------ PROVIDED DATA ------

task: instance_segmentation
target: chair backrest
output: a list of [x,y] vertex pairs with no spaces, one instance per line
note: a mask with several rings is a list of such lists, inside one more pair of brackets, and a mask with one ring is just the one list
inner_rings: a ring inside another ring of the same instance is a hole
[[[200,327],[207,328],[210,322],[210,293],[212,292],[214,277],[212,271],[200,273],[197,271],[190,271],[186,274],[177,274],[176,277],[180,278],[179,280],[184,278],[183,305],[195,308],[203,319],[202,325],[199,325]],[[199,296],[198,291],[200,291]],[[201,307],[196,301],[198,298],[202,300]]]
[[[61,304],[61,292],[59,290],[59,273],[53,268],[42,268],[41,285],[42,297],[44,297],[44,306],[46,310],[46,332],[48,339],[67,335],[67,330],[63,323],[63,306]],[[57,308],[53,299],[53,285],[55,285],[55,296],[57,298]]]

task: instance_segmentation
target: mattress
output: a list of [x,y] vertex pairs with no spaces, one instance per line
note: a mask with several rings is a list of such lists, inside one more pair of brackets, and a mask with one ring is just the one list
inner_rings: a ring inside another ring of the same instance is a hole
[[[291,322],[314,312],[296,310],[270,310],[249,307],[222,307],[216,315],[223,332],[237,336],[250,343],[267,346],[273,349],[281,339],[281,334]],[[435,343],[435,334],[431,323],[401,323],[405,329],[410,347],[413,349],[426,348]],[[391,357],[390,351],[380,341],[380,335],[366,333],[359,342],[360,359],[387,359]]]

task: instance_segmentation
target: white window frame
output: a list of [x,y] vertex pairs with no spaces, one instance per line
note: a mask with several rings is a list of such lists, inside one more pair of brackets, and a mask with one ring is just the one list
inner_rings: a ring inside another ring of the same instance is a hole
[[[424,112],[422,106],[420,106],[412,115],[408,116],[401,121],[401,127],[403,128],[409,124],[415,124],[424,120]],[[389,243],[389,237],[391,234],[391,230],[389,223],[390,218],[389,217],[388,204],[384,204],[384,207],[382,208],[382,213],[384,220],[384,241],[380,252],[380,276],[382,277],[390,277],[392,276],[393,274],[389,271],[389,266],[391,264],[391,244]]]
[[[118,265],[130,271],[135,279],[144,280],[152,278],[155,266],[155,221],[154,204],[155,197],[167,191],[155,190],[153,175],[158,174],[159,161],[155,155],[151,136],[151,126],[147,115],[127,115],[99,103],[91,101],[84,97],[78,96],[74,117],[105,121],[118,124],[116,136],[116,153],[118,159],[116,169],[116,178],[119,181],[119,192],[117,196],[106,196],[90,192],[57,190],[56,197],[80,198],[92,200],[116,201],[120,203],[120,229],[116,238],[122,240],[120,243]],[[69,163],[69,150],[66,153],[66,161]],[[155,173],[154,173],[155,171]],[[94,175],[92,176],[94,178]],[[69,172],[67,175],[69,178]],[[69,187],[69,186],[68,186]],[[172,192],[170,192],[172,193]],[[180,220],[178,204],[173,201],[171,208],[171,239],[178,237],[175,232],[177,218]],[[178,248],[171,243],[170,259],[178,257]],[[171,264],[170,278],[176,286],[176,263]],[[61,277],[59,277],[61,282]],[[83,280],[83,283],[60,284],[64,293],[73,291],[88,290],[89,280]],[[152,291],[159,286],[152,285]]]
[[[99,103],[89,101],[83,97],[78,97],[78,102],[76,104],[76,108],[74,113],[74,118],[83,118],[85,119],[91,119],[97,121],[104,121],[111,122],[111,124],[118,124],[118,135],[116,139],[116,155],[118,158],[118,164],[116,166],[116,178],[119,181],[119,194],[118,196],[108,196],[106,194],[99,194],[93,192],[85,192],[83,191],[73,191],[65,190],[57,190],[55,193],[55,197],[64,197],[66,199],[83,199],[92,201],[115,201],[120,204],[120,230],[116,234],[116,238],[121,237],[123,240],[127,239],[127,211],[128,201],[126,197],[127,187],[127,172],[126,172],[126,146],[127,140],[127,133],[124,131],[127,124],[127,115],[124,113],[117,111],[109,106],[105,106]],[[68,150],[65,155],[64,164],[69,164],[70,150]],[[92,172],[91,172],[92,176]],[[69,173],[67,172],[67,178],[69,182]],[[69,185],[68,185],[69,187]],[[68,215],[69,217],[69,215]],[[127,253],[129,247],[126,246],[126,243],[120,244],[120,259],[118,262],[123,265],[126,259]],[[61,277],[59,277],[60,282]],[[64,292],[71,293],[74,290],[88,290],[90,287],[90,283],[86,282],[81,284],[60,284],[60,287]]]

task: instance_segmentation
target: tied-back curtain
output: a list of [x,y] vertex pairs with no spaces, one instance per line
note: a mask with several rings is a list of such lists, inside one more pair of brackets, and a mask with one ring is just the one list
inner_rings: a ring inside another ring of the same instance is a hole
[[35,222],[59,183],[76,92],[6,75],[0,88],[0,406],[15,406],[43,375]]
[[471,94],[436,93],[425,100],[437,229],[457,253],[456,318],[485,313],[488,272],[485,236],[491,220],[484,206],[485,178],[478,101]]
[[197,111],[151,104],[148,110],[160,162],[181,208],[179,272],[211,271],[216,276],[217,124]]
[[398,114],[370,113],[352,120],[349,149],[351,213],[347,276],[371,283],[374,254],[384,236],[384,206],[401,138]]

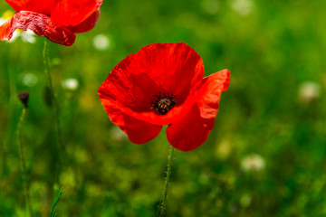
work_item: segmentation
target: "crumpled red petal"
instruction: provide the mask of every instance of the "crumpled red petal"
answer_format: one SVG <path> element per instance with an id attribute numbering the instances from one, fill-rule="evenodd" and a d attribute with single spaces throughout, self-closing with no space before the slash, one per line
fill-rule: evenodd
<path id="1" fill-rule="evenodd" d="M 45 36 L 50 41 L 71 46 L 76 35 L 62 25 L 54 23 L 49 16 L 30 11 L 20 11 L 14 17 L 0 26 L 0 40 L 10 40 L 16 29 L 32 30 L 39 36 Z"/>
<path id="2" fill-rule="evenodd" d="M 207 139 L 214 127 L 221 93 L 227 90 L 229 80 L 228 70 L 204 78 L 202 87 L 196 93 L 197 102 L 167 128 L 167 137 L 172 146 L 190 151 Z"/>
<path id="3" fill-rule="evenodd" d="M 54 4 L 51 18 L 64 26 L 76 26 L 90 17 L 102 0 L 61 0 Z"/>
<path id="4" fill-rule="evenodd" d="M 100 93 L 100 99 L 110 121 L 118 125 L 135 144 L 144 144 L 155 138 L 162 127 L 155 126 L 122 113 L 119 106 L 112 104 L 106 96 Z"/>
<path id="5" fill-rule="evenodd" d="M 95 27 L 97 22 L 100 18 L 101 10 L 100 8 L 97 9 L 90 17 L 88 17 L 86 20 L 82 22 L 80 24 L 72 27 L 67 27 L 74 33 L 82 33 L 88 32 Z"/>
<path id="6" fill-rule="evenodd" d="M 16 12 L 33 11 L 50 15 L 55 0 L 5 0 Z"/>

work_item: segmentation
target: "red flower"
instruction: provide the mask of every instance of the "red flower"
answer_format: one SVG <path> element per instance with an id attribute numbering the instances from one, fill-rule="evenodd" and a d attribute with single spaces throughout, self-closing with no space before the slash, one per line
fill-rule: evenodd
<path id="1" fill-rule="evenodd" d="M 131 142 L 149 142 L 168 125 L 168 142 L 190 151 L 206 140 L 230 80 L 228 70 L 203 76 L 203 61 L 192 48 L 154 43 L 116 65 L 98 93 Z"/>
<path id="2" fill-rule="evenodd" d="M 50 41 L 72 45 L 74 33 L 91 30 L 100 16 L 102 0 L 5 0 L 15 11 L 0 26 L 0 40 L 10 40 L 16 29 L 33 30 Z"/>

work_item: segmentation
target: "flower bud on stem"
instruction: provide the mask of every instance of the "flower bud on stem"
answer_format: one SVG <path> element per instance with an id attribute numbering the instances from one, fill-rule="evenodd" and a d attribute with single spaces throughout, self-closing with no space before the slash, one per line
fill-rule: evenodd
<path id="1" fill-rule="evenodd" d="M 171 168 L 173 165 L 173 153 L 174 153 L 174 147 L 170 146 L 170 154 L 168 158 L 168 171 L 167 171 L 167 177 L 164 184 L 164 189 L 163 189 L 163 196 L 161 198 L 161 201 L 158 205 L 158 216 L 163 217 L 166 214 L 167 211 L 167 197 L 168 197 L 168 189 L 169 184 L 169 178 L 171 175 Z"/>
<path id="2" fill-rule="evenodd" d="M 27 184 L 26 164 L 24 156 L 24 148 L 21 141 L 21 130 L 22 130 L 23 123 L 26 118 L 29 94 L 28 92 L 21 92 L 18 94 L 18 98 L 22 101 L 24 105 L 24 108 L 17 126 L 17 145 L 18 145 L 19 157 L 21 161 L 21 170 L 23 173 L 24 195 L 26 203 L 26 212 L 27 212 L 27 216 L 32 217 L 33 214 L 32 214 L 30 197 L 29 197 L 29 186 Z"/>
<path id="3" fill-rule="evenodd" d="M 47 79 L 47 85 L 50 90 L 51 101 L 53 106 L 54 110 L 54 118 L 56 123 L 56 131 L 57 131 L 57 143 L 56 143 L 56 175 L 55 175 L 55 184 L 59 187 L 59 176 L 61 173 L 61 165 L 62 165 L 62 157 L 61 157 L 61 148 L 63 146 L 61 127 L 60 127 L 60 115 L 59 115 L 59 106 L 56 100 L 55 92 L 53 89 L 53 85 L 51 79 L 50 67 L 49 67 L 49 49 L 48 49 L 48 40 L 44 41 L 44 49 L 43 49 L 43 61 L 44 61 L 44 72 L 45 77 Z M 55 187 L 53 187 L 55 188 Z M 54 189 L 55 190 L 55 189 Z"/>

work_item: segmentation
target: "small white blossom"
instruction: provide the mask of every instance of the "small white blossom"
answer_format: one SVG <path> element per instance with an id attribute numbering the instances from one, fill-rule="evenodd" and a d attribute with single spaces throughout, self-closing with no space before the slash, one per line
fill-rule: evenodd
<path id="1" fill-rule="evenodd" d="M 65 79 L 62 80 L 62 85 L 67 90 L 75 90 L 78 89 L 79 82 L 76 79 Z"/>
<path id="2" fill-rule="evenodd" d="M 310 103 L 319 98 L 321 86 L 318 83 L 306 81 L 299 87 L 299 99 L 303 103 Z"/>
<path id="3" fill-rule="evenodd" d="M 245 156 L 241 161 L 241 168 L 247 171 L 261 171 L 264 170 L 265 166 L 265 163 L 264 158 L 256 154 L 253 154 Z"/>
<path id="4" fill-rule="evenodd" d="M 93 39 L 93 45 L 97 50 L 105 51 L 110 47 L 110 40 L 104 34 L 98 34 Z"/>
<path id="5" fill-rule="evenodd" d="M 33 87 L 38 82 L 36 75 L 32 72 L 20 74 L 19 78 L 22 83 L 27 87 Z"/>
<path id="6" fill-rule="evenodd" d="M 116 142 L 122 142 L 127 139 L 127 134 L 117 126 L 114 126 L 110 133 L 110 137 Z"/>

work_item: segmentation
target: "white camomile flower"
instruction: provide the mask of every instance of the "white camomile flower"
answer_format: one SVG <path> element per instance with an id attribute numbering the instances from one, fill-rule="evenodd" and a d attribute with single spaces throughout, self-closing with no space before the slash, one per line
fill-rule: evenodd
<path id="1" fill-rule="evenodd" d="M 262 171 L 264 169 L 264 159 L 257 154 L 249 155 L 241 161 L 241 168 L 244 172 Z"/>
<path id="2" fill-rule="evenodd" d="M 79 81 L 76 79 L 70 78 L 62 81 L 62 88 L 67 90 L 76 90 L 79 86 Z"/>
<path id="3" fill-rule="evenodd" d="M 321 93 L 321 86 L 312 81 L 305 81 L 299 86 L 299 99 L 302 103 L 310 103 L 318 99 Z"/>
<path id="4" fill-rule="evenodd" d="M 106 51 L 111 46 L 111 42 L 108 36 L 98 34 L 93 38 L 93 45 L 99 51 Z"/>

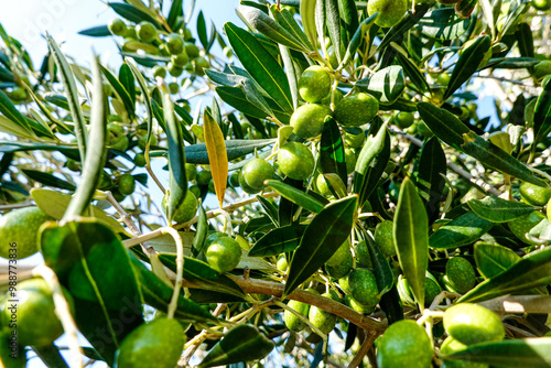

------

List every line of the material above that contains the string "petal", matching case exactly.

WRITTEN REPLY:
target: "crumpled red petal"
instruction: provide the mask of every instance of the "crumpled red petal"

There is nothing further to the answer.